What this task involves: Identify, in the records below, every line where the string "target" appears, and copy each such line.

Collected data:

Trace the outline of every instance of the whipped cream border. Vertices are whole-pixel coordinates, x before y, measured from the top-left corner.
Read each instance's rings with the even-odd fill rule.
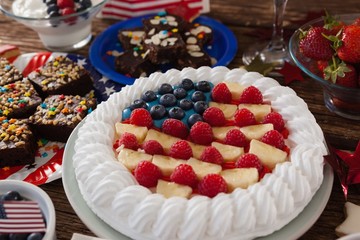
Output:
[[[254,85],[282,114],[289,130],[288,162],[248,189],[210,199],[165,199],[137,184],[117,161],[112,144],[122,110],[145,90],[182,79]],[[321,128],[307,104],[289,87],[244,69],[185,68],[153,73],[114,93],[98,105],[79,129],[73,156],[81,194],[92,211],[115,230],[134,239],[252,239],[284,227],[310,202],[323,180],[326,154]]]

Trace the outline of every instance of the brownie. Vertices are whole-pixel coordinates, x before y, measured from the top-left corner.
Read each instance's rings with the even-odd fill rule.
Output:
[[[6,58],[0,57],[0,86],[22,80],[20,71]]]
[[[135,47],[122,52],[115,60],[116,71],[134,78],[149,76],[156,69],[149,61],[149,51]]]
[[[118,32],[118,39],[124,50],[141,46],[145,38],[145,30],[143,27],[122,29]]]
[[[66,142],[74,128],[95,108],[93,92],[86,97],[52,95],[45,98],[29,120],[40,137]]]
[[[41,103],[41,98],[27,79],[0,86],[0,116],[27,118]]]
[[[156,16],[145,18],[142,23],[146,32],[152,29],[155,29],[156,32],[161,30],[170,31],[172,29],[182,32],[186,26],[186,21],[182,17],[167,14],[166,12],[160,12]]]
[[[32,164],[37,143],[25,119],[0,117],[0,167]]]
[[[183,34],[186,43],[197,44],[201,47],[211,42],[213,31],[210,27],[199,23],[191,23]]]
[[[89,72],[65,56],[58,56],[28,75],[42,98],[65,94],[84,96],[93,88]]]
[[[211,57],[204,52],[199,45],[187,45],[186,53],[177,59],[177,68],[185,67],[199,68],[201,66],[211,66]]]

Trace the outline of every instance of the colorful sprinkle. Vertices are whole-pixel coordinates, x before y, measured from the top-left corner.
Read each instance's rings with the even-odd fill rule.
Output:
[[[25,97],[30,97],[30,96],[31,96],[31,92],[26,92],[26,93],[24,93],[24,96],[25,96]]]
[[[41,106],[42,109],[46,109],[46,108],[47,108],[46,103],[41,103],[40,106]]]

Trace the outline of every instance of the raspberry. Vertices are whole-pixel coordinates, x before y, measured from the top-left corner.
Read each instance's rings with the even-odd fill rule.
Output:
[[[195,187],[197,183],[194,169],[188,164],[180,164],[177,166],[170,175],[170,180],[190,187]]]
[[[272,123],[274,129],[281,132],[285,127],[284,119],[280,113],[271,112],[267,114],[263,120],[263,123]]]
[[[278,149],[283,149],[285,147],[283,135],[276,130],[266,132],[264,136],[262,136],[261,141]]]
[[[199,182],[198,190],[202,195],[215,197],[218,193],[227,192],[227,184],[219,174],[210,173]]]
[[[241,93],[240,103],[262,104],[263,95],[259,89],[254,86],[250,86],[244,89]]]
[[[263,169],[263,165],[260,159],[252,153],[245,153],[241,155],[239,159],[235,162],[235,167],[237,168],[256,168],[259,173]]]
[[[139,162],[134,170],[134,176],[140,185],[149,188],[155,187],[162,177],[158,166],[149,161]]]
[[[189,130],[186,125],[182,121],[174,118],[166,119],[161,128],[164,133],[182,139],[187,138],[189,134]]]
[[[173,158],[187,160],[193,156],[193,152],[187,141],[179,140],[171,145],[169,155]]]
[[[236,147],[245,147],[248,145],[248,140],[239,129],[231,129],[226,133],[224,143]]]
[[[217,107],[207,108],[203,113],[203,118],[205,122],[209,123],[211,126],[224,126],[226,123],[223,111]]]
[[[142,144],[142,148],[147,154],[155,155],[163,155],[164,154],[164,148],[161,146],[161,144],[156,140],[148,140]]]
[[[211,126],[206,122],[196,122],[190,129],[190,138],[194,143],[210,144],[213,141]]]
[[[236,110],[234,115],[235,123],[239,127],[255,125],[256,119],[254,114],[246,108]]]
[[[57,0],[56,4],[60,9],[75,7],[74,0]]]
[[[125,148],[129,148],[135,151],[139,148],[136,136],[128,132],[123,133],[121,137],[116,140],[114,148],[117,149],[121,145],[124,145]]]
[[[231,92],[225,83],[216,85],[211,92],[211,97],[219,103],[230,103],[232,99]]]
[[[146,109],[137,108],[130,114],[130,124],[150,128],[153,125],[153,120]]]
[[[224,158],[213,146],[208,146],[201,153],[200,159],[204,162],[215,163],[221,165],[224,162]]]

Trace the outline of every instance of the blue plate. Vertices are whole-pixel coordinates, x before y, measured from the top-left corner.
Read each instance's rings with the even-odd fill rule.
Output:
[[[151,15],[131,18],[116,23],[102,32],[92,43],[89,50],[89,58],[92,65],[105,77],[120,83],[133,84],[135,78],[127,77],[115,71],[115,57],[109,55],[109,51],[122,52],[123,49],[118,41],[117,35],[120,29],[141,27],[142,19]],[[234,58],[237,51],[237,39],[233,32],[222,23],[205,16],[194,20],[196,23],[207,25],[213,30],[213,41],[211,45],[205,46],[204,50],[217,60],[213,66],[226,66]]]

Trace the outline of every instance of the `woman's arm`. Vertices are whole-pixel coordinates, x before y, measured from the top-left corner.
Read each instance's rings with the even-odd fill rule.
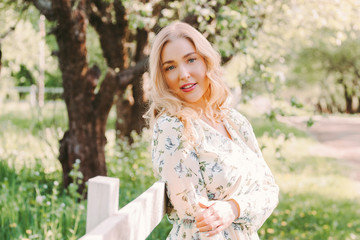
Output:
[[[200,198],[207,199],[205,183],[194,148],[183,136],[184,125],[175,117],[162,116],[152,142],[154,172],[165,181],[167,194],[180,219],[194,220]]]
[[[279,187],[262,156],[251,124],[236,111],[233,112],[232,116],[244,141],[248,146],[253,147],[258,156],[257,159],[254,159],[257,162],[256,171],[252,173],[254,183],[251,190],[240,191],[238,195],[233,197],[233,200],[240,207],[240,215],[235,223],[241,223],[247,228],[257,231],[277,206]]]

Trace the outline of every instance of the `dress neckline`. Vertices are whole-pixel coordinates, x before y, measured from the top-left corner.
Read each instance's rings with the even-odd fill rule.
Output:
[[[226,119],[224,119],[226,121]],[[214,128],[213,126],[211,126],[209,123],[207,123],[206,121],[204,121],[203,119],[200,118],[200,121],[202,121],[207,127],[209,127],[210,129],[212,129],[214,132],[216,132],[217,134],[221,135],[222,137],[230,140],[231,142],[234,142],[234,137],[233,135],[231,134],[231,131],[230,129],[228,128],[228,124],[226,124],[225,121],[222,121],[221,123],[223,124],[226,132],[228,133],[228,136],[225,136],[224,134],[222,134],[219,130],[217,130],[216,128]],[[234,142],[235,143],[235,142]]]

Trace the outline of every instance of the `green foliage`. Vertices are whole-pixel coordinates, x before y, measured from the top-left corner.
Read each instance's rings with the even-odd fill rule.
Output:
[[[312,125],[314,125],[314,120],[312,118],[309,118],[309,120],[306,122],[306,126],[311,127]]]
[[[16,86],[31,86],[35,84],[35,79],[25,65],[20,65],[20,70],[11,74],[15,78]]]
[[[270,120],[270,121],[269,121]],[[271,136],[273,138],[284,137],[289,139],[291,137],[305,138],[307,134],[294,127],[289,127],[275,119],[269,119],[264,117],[258,117],[251,120],[255,135],[262,137],[264,135]]]
[[[300,103],[295,97],[291,97],[290,99],[291,106],[296,108],[302,108],[304,107],[304,104]]]
[[[61,172],[46,173],[37,162],[17,170],[0,159],[0,238],[77,239],[84,233],[85,204],[59,184]]]
[[[124,206],[149,188],[156,179],[152,172],[150,142],[144,136],[132,134],[134,143],[118,140],[114,131],[108,131],[111,142],[106,146],[108,175],[120,179],[120,206]]]
[[[312,36],[313,46],[302,49],[294,60],[294,73],[305,76],[312,85],[321,86],[319,98],[332,106],[331,112],[347,111],[347,96],[360,97],[359,36],[359,31],[320,29]]]
[[[13,3],[0,3],[0,36],[15,28],[0,40],[3,53],[0,100],[6,98],[6,95],[16,99],[15,95],[9,94],[9,88],[36,85],[39,78],[40,14],[34,7]],[[48,44],[44,47],[45,86],[61,86],[60,70]]]
[[[219,50],[221,56],[231,58],[245,52],[248,40],[256,36],[261,27],[265,5],[270,1],[203,1],[182,0],[159,4],[158,1],[123,1],[129,10],[129,27],[152,29],[173,21],[192,19],[195,25]],[[154,16],[160,8],[161,16]]]
[[[262,2],[256,37],[229,65],[242,99],[271,94],[297,104],[345,109],[344,92],[358,102],[360,5],[344,1]],[[339,82],[339,79],[342,83]],[[343,84],[347,90],[344,90]],[[292,90],[292,91],[289,91]],[[298,106],[300,106],[298,105]]]
[[[68,124],[65,103],[62,101],[46,102],[41,112],[29,105],[27,102],[7,102],[2,106],[0,135],[5,135],[7,132],[10,134],[12,131],[26,131],[34,136],[41,136],[48,134],[45,133],[48,131],[58,132],[57,137],[61,137],[61,133],[65,131]],[[19,111],[22,113],[19,114]]]

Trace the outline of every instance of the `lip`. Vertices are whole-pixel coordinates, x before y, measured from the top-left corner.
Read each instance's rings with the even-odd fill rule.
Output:
[[[192,85],[192,86],[191,86]],[[186,83],[180,87],[183,92],[190,92],[195,89],[197,83]],[[191,87],[189,87],[191,86]]]

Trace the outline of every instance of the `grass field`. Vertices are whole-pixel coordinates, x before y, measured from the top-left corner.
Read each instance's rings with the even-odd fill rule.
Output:
[[[120,178],[120,206],[146,190],[152,176],[149,142],[115,145],[111,113],[106,146],[110,176]],[[335,159],[316,156],[304,132],[250,116],[263,154],[280,186],[280,203],[259,230],[261,239],[360,239],[359,185]],[[62,102],[42,114],[26,102],[0,112],[0,239],[77,239],[85,232],[86,201],[74,184],[64,190],[57,161],[66,130]],[[76,166],[74,174],[76,174]],[[148,239],[165,239],[166,219]]]

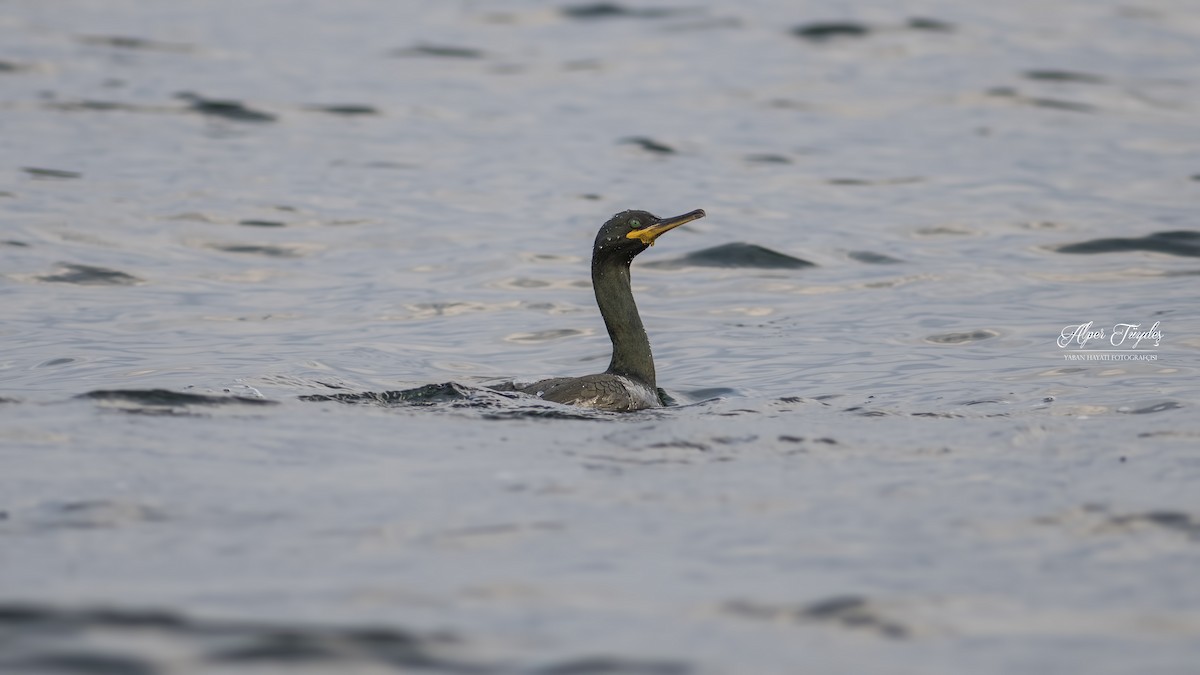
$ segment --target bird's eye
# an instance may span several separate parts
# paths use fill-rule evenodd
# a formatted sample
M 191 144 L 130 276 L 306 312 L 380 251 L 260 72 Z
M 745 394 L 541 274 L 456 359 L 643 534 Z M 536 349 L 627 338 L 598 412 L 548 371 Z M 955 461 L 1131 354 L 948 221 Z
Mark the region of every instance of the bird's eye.
M 640 229 L 642 227 L 642 221 L 634 218 L 633 220 L 629 221 L 629 226 L 635 230 Z

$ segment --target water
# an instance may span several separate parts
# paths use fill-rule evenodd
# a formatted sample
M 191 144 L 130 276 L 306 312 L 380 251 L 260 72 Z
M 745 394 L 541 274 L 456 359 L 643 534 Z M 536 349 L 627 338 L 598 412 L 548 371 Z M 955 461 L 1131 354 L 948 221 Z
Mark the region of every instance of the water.
M 0 665 L 1195 672 L 1190 9 L 0 3 Z

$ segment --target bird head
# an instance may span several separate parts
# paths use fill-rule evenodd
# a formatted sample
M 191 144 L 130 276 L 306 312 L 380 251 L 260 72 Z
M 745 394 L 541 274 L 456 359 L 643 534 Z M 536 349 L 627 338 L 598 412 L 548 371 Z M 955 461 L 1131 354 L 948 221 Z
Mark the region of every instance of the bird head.
M 703 217 L 703 209 L 672 218 L 659 218 L 646 211 L 622 211 L 600 227 L 596 234 L 594 255 L 624 255 L 628 260 L 633 260 L 634 256 L 653 246 L 655 240 L 664 233 Z

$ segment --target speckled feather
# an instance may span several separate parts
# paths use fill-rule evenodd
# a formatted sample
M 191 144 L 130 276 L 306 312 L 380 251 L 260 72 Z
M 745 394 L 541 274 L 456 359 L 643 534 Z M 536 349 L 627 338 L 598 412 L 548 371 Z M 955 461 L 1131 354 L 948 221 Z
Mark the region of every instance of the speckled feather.
M 662 406 L 655 389 L 613 373 L 555 377 L 514 389 L 546 401 L 600 410 L 628 411 Z

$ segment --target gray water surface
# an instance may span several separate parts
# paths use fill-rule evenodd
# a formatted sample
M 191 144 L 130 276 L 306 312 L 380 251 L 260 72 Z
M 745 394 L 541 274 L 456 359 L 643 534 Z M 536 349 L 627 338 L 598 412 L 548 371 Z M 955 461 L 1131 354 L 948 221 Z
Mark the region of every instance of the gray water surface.
M 1193 10 L 0 2 L 0 669 L 1196 672 Z

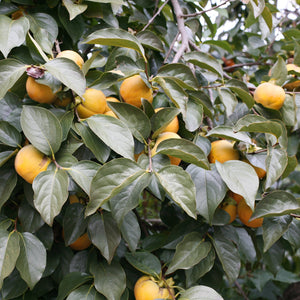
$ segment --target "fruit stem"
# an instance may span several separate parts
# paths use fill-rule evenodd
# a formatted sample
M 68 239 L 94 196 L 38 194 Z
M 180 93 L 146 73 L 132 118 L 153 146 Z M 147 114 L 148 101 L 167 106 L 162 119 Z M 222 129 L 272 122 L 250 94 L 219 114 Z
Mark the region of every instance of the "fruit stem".
M 152 167 L 152 156 L 151 156 L 150 144 L 151 144 L 151 139 L 148 139 L 149 172 L 152 173 L 153 172 L 153 167 Z

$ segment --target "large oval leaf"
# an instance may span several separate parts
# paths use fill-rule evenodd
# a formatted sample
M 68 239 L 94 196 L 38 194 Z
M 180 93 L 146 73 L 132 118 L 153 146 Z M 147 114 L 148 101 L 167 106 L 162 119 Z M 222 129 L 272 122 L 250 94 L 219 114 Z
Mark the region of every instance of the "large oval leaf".
M 0 15 L 0 51 L 7 58 L 7 55 L 14 47 L 21 46 L 25 42 L 29 30 L 29 21 L 22 17 L 17 20 Z
M 146 61 L 145 51 L 140 41 L 128 31 L 115 28 L 105 28 L 94 31 L 84 41 L 85 44 L 100 44 L 125 47 L 139 52 Z
M 134 159 L 134 140 L 129 128 L 122 121 L 105 115 L 94 115 L 86 121 L 93 132 L 112 150 Z
M 171 198 L 196 219 L 196 189 L 190 175 L 177 166 L 164 167 L 155 175 Z
M 0 142 L 11 147 L 20 147 L 20 132 L 8 122 L 0 121 Z
M 50 60 L 44 67 L 51 75 L 77 95 L 82 96 L 85 93 L 86 80 L 84 74 L 72 60 L 59 57 Z
M 259 179 L 253 167 L 239 160 L 226 161 L 223 164 L 216 161 L 216 167 L 228 188 L 242 195 L 247 204 L 254 210 Z
M 114 159 L 103 165 L 92 180 L 86 215 L 93 214 L 101 205 L 145 172 L 146 170 L 137 163 L 126 158 Z
M 179 300 L 223 300 L 214 289 L 205 285 L 196 285 L 181 293 Z
M 68 174 L 60 169 L 44 171 L 33 181 L 34 206 L 50 226 L 68 199 L 68 185 Z
M 30 143 L 46 155 L 54 155 L 62 142 L 62 128 L 57 117 L 39 106 L 23 107 L 21 126 Z

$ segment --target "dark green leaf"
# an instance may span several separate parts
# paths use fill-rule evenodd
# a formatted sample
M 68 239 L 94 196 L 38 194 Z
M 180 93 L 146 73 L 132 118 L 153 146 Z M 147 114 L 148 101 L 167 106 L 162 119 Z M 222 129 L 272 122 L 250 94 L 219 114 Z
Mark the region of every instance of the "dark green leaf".
M 181 293 L 179 300 L 223 300 L 214 289 L 205 285 L 193 286 Z
M 62 2 L 70 14 L 70 21 L 82 14 L 88 8 L 86 4 L 78 4 L 72 0 L 63 0 Z
M 32 290 L 41 279 L 46 267 L 46 249 L 43 243 L 29 232 L 19 233 L 20 255 L 16 267 Z
M 0 142 L 11 147 L 20 147 L 22 136 L 8 122 L 0 121 Z
M 286 81 L 288 71 L 286 68 L 286 63 L 281 56 L 271 68 L 271 79 L 275 79 L 276 85 L 282 85 Z
M 33 181 L 34 205 L 50 226 L 68 199 L 68 184 L 68 174 L 61 169 L 42 172 Z
M 18 176 L 14 169 L 0 168 L 0 209 L 9 199 L 17 184 Z
M 160 38 L 154 32 L 150 30 L 140 31 L 137 33 L 136 37 L 144 47 L 148 47 L 156 51 L 164 52 L 164 46 Z
M 21 126 L 25 136 L 38 150 L 53 156 L 62 142 L 59 120 L 49 110 L 26 105 L 21 114 Z

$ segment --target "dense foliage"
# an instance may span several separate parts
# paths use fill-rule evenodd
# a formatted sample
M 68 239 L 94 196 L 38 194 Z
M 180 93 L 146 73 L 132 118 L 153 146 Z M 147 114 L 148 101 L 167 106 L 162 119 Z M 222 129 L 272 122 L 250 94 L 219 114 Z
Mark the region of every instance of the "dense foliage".
M 0 1 L 0 299 L 134 299 L 144 274 L 181 300 L 273 300 L 293 291 L 300 7 L 286 7 Z M 80 54 L 83 66 L 57 57 L 63 50 Z M 141 107 L 120 96 L 137 74 L 151 92 Z M 48 86 L 49 101 L 29 96 L 28 78 Z M 255 101 L 263 82 L 268 101 L 279 101 L 270 93 L 283 87 L 282 107 L 264 106 L 265 95 Z M 121 100 L 107 101 L 115 115 L 82 117 L 87 88 Z M 157 146 L 175 117 L 179 136 Z M 234 158 L 212 155 L 217 140 L 230 141 Z M 15 163 L 27 144 L 38 151 Z M 236 195 L 262 226 L 235 218 Z

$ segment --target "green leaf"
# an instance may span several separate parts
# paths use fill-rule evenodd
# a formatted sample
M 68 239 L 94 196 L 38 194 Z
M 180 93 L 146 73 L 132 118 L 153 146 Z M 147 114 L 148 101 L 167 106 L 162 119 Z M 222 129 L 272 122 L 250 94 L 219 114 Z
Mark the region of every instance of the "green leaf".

Solved exercise:
$ segment --target bird's eye
$ segment --target water
$ segment --target bird head
$ segment --target speckled feather
$ segment --target gray water surface
$ segment --target "fruit stem"
$ segment --target "large oval leaf"
$ segment --target "dark green leaf"
$ segment --target "dense foliage"
$ segment --target "green leaf"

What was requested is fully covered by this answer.